[YOUR OBJECTIVE] Render every line of the rows below as a JSON list of strings, one string per line, with blank lines omitted. Leave the pictures out of the answer.

[Data records]
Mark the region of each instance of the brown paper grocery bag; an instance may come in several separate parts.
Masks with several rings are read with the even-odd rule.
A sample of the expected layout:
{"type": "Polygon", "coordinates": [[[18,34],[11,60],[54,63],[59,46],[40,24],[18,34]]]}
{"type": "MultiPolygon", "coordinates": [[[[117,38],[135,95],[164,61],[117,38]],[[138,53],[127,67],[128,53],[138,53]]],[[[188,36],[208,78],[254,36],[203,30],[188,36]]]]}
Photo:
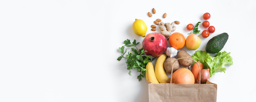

[SOLUTION]
[
  "Mark the region of each instance of the brown paper grocery bag; an instance may come in several separate parts.",
  "Masks with several rings are read with the even-odd rule.",
  "A sample of the expected layout:",
  "{\"type\": \"Polygon\", \"coordinates\": [[[18,34],[11,60],[54,63],[59,46],[40,24],[18,34]]]}",
  "{\"type\": \"MultiPolygon\", \"coordinates\": [[[[117,38],[135,95],[164,61],[117,38]],[[138,53],[127,67],[128,53],[138,53]]],[[[188,36],[208,78],[254,36],[203,30],[188,36]]]]}",
  "Photo:"
]